Dataset rows on where objects appear
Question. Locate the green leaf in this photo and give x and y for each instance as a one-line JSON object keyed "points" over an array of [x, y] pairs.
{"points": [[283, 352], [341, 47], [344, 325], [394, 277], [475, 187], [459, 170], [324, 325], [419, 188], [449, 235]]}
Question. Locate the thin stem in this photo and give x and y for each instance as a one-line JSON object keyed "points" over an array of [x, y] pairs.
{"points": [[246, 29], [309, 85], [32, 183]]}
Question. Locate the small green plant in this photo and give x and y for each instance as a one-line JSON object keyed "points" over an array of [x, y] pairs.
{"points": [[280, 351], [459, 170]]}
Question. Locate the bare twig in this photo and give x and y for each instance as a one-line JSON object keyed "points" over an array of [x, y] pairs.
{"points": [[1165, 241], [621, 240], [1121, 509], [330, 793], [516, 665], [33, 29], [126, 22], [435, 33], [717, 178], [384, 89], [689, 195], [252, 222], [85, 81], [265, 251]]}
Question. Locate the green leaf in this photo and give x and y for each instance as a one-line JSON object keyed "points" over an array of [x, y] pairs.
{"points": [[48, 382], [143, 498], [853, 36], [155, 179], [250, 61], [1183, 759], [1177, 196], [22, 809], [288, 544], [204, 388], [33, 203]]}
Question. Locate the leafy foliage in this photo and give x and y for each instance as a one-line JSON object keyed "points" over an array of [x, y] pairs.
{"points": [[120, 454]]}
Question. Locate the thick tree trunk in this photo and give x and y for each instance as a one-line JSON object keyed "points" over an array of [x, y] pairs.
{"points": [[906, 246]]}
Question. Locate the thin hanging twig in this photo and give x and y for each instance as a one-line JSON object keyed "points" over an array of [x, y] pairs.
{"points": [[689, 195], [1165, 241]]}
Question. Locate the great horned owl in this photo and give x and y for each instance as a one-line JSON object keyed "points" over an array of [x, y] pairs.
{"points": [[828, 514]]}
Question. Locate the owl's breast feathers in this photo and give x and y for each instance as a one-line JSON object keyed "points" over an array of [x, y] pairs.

## DO THIS
Rewrite every one of the lines above, switching "one-line JSON object" to "single-line JSON object" and leaving everything else unchanged.

## RESULT OF THE TASK
Question. Locate the green leaf in this photo and give x and y for each instance as a single-line JSON object keyed "points" over an array of [x, y] pairs.
{"points": [[283, 352], [341, 47], [344, 325], [394, 277], [475, 187], [459, 170], [324, 325], [419, 188], [449, 235]]}
Question. Locate the thin stem in this photo and give x and y for each instance as a single-line JSON object keyed "points" over an array of [x, y] pairs.
{"points": [[246, 29], [309, 85], [32, 183]]}
Question. Locate the small green plant in this photo and give x and y for each instance as a single-line JSON object keyed "points" over an array of [x, y] pairs.
{"points": [[280, 351], [459, 170]]}
Question. Locate the bare twig in this photo and give x and y for each instance as a single-line JSON object keyed "points" over an array of [x, y] pairs.
{"points": [[1165, 241], [621, 240], [1121, 509], [330, 793], [516, 665], [33, 29], [126, 22], [435, 33], [717, 178], [384, 89], [689, 195], [252, 222], [85, 81], [265, 251]]}
Question. Locate the green leaf in this photo and give x and y for each instance as a single-line JSON object keyed "points" over an array of [x, y] pairs.
{"points": [[48, 382], [143, 498], [853, 36], [155, 179], [250, 61], [1183, 759], [1177, 196], [22, 809], [288, 544], [204, 388], [33, 203]]}
Question. Locate the leafy foliage in this photo and give x and y for each instance as a single-line JSON object keyed "points" over an array of [x, y] pairs.
{"points": [[120, 454]]}
Question. Locate the thick tree trunk in this photo and give x and y for each instance as a single-line JSON object keyed "points" over an array of [x, y] pairs.
{"points": [[906, 246]]}
Question. Locate the thin hanging twig in this photo and give x and y for each instance as a single-line JSON object keyed "points" over an array of [x, y] pairs.
{"points": [[689, 195], [1165, 241]]}
Question. Locate the great horned owl in this photo and give x and y for each instance as a single-line JSON object keyed "points" over an array of [x, y] pairs.
{"points": [[828, 514]]}
Question. Locate the owl's breast feathers in this photo and give x and y for each instance as a single-line JSON object keyed "points" over an array of [x, y] pairs.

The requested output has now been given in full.